Exercise directions: Express the records as a numbered list, beginning at the line that contains "the wooden chair" and stopping after the line that contains "point(305, 27)". Leave out blank lines and include nothing outside that span.

Records for the exercise:
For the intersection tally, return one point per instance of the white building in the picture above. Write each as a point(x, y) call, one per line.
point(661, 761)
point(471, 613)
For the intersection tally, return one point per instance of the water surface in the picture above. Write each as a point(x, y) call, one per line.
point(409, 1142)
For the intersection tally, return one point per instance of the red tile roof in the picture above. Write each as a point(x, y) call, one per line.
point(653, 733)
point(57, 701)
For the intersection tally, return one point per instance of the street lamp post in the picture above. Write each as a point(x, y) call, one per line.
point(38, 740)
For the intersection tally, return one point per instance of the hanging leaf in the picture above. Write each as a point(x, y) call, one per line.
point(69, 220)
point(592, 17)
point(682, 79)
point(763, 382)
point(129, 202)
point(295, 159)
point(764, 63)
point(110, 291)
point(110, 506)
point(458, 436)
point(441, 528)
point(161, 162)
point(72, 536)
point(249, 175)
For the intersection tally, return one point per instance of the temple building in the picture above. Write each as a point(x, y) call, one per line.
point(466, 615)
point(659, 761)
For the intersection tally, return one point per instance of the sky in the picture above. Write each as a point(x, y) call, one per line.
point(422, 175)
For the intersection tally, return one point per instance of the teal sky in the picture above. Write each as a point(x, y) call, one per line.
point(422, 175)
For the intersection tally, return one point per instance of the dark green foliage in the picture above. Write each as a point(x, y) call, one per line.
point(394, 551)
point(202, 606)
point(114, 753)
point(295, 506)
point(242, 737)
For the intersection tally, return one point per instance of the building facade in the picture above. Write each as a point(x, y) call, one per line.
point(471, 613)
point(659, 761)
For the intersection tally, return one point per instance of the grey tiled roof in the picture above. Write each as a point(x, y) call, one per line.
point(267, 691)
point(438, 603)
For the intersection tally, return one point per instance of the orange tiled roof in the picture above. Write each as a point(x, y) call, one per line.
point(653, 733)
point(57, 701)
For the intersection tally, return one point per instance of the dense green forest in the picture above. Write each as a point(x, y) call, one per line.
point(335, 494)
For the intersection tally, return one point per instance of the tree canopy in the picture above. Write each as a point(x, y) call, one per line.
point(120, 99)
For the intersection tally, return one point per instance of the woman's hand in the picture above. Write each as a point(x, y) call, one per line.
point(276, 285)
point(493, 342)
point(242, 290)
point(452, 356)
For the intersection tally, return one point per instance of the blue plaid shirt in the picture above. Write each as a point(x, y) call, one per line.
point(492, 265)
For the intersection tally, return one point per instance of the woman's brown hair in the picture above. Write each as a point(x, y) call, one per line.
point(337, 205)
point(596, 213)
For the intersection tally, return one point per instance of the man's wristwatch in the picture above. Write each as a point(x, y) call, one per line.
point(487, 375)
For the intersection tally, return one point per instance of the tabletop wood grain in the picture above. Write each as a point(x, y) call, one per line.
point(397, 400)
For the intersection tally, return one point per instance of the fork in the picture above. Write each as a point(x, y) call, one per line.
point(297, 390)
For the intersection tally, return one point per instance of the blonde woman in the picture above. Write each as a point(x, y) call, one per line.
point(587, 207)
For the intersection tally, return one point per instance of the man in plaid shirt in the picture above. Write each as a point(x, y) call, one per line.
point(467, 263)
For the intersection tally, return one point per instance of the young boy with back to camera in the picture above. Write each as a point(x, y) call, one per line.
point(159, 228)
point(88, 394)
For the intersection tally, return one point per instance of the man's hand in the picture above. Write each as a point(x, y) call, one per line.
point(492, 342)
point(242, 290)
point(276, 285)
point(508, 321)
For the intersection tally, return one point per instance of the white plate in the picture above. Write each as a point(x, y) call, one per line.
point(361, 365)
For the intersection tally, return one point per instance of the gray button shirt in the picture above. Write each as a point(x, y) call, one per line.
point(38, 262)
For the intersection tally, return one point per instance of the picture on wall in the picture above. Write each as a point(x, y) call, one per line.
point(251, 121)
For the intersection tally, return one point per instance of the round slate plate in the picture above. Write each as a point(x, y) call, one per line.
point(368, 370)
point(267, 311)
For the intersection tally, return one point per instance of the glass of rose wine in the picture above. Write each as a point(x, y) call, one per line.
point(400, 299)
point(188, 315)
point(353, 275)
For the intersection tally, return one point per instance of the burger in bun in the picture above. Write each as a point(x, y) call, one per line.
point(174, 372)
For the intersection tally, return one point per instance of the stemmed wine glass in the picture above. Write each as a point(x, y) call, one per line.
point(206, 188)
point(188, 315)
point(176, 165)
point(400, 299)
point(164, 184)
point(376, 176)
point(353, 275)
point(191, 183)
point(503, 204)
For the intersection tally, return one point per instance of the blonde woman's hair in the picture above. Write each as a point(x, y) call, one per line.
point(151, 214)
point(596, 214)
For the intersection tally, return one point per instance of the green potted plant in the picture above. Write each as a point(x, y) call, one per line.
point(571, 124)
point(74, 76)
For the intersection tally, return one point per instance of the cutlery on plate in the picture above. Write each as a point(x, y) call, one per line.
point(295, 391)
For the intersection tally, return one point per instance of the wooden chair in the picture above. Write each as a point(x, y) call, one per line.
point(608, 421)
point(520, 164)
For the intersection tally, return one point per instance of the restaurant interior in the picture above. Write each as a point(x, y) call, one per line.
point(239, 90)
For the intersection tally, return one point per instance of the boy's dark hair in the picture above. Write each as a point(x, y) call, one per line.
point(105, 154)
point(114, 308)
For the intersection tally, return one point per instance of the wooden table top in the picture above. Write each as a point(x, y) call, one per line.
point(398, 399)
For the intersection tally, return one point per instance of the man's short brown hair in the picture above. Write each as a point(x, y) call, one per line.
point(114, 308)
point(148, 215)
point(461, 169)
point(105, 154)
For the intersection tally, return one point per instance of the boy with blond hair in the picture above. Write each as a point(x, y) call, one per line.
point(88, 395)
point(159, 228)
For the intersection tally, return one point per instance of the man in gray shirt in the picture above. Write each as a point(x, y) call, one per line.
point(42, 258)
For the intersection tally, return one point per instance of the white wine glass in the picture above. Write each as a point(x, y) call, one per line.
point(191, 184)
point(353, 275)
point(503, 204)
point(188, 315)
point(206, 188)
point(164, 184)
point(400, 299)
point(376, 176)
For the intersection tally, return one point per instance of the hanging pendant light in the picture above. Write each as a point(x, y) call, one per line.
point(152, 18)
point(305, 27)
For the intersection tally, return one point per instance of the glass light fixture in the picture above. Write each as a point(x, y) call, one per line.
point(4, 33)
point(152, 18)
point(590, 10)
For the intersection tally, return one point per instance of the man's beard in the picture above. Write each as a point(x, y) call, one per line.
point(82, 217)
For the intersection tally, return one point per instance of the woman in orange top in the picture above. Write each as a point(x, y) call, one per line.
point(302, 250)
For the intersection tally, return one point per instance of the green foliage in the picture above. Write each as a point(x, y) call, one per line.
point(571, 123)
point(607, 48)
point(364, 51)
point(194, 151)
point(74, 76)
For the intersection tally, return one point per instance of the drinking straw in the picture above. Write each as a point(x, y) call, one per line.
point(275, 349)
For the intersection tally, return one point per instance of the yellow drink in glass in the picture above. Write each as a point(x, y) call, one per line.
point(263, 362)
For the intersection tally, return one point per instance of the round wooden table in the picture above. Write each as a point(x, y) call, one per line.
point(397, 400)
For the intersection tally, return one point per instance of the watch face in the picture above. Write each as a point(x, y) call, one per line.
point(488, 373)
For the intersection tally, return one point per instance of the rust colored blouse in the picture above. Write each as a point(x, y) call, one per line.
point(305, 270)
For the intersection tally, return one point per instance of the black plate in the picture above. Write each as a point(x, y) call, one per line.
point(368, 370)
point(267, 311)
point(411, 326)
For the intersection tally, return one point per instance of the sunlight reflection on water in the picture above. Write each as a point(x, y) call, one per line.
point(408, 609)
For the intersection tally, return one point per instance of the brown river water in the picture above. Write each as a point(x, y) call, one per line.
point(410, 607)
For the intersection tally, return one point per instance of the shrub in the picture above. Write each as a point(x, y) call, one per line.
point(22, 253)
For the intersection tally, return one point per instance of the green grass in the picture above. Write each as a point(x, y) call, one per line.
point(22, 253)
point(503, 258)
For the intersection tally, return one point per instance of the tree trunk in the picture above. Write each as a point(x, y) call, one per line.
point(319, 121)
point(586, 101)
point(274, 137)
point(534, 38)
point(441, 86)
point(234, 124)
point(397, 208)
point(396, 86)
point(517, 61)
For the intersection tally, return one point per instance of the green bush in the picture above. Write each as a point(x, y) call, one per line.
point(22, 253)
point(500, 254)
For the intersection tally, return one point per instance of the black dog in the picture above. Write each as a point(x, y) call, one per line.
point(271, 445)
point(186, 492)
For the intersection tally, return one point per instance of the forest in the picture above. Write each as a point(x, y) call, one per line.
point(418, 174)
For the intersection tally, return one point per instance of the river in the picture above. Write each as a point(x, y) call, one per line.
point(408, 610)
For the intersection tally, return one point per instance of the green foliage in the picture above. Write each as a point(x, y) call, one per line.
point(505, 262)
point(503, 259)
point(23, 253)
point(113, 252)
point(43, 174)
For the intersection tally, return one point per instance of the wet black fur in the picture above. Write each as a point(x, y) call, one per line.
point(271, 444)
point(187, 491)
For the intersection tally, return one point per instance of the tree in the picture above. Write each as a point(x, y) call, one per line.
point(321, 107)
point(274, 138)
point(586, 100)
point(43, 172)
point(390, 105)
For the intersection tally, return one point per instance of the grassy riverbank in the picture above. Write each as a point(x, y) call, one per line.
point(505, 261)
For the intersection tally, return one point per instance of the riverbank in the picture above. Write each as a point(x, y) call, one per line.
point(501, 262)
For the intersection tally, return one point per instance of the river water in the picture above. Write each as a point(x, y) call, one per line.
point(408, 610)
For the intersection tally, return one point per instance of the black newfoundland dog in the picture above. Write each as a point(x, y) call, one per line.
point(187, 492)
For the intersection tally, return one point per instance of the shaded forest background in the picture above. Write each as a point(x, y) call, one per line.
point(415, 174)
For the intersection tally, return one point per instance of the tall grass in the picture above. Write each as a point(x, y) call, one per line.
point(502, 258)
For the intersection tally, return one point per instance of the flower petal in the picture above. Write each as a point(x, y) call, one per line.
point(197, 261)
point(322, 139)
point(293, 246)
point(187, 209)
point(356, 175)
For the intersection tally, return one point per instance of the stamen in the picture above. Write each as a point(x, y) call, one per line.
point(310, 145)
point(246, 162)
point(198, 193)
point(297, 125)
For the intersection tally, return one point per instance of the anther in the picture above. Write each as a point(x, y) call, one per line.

Task response:
1. For the intersection tally, return one point per instance of the wooden chair in the picture above. Write each as a point(x, y) call, one per line.
2. point(608, 421)
3. point(520, 164)
4. For the intersection tally, return one point per instance of the restaurant interior in the picture above. Write each as a point(x, y) call, one per line.
5. point(239, 90)
6. For the intersection tally, return one point per instance of the boy's dark hair in the picture above. Write each as a point(x, y) call, one per line.
7. point(105, 154)
8. point(114, 308)
9. For the intersection tally, return one point per instance of the wooden table top in the picture above. Write each as a point(x, y) call, one per line.
10. point(398, 399)
11. For the intersection tally, return one point per instance of the man's short brown hair in the picture above. Write each as a point(x, y) call, one per line.
12. point(114, 308)
13. point(148, 215)
14. point(461, 169)
15. point(105, 154)
16. For the intersection tally, return one point per instance of the boy with blond hair in the picture above. Write each as a point(x, y) call, one per line.
17. point(88, 395)
18. point(159, 228)
19. For the intersection tally, return one point per instance of the man in gray shirt in the picture above. Write each as a point(x, y) call, one per line.
20. point(42, 258)
21. For the intersection tally, return one point per instance of the white wine glass in the picture above. Write each as a point(x, y) call, one per line.
22. point(191, 184)
23. point(353, 275)
24. point(503, 204)
25. point(188, 315)
26. point(206, 188)
27. point(164, 184)
28. point(400, 299)
29. point(376, 176)
30. For the intersection tally, return one point per instance of the hanging pendant light in the picture above. Write each as a point(x, y) call, one per line.
31. point(152, 18)
32. point(305, 27)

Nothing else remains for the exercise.